INSTRUCTIONS TO FOLLOW
Count the lines in the records below that contain the word "pupil", and reply with only that number.

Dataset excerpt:
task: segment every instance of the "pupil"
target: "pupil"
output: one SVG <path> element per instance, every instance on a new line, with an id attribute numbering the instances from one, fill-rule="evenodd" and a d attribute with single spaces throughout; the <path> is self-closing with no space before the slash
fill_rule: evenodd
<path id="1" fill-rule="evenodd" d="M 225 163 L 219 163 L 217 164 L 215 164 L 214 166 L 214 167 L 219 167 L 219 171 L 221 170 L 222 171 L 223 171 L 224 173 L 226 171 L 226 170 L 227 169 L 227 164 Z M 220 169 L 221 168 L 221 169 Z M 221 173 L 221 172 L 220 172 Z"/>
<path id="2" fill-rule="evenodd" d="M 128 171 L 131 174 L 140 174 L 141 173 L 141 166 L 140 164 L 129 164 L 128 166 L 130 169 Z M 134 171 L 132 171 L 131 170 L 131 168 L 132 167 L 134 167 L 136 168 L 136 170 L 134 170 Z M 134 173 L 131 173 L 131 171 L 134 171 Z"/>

SOLUTION FOR THIS TASK
2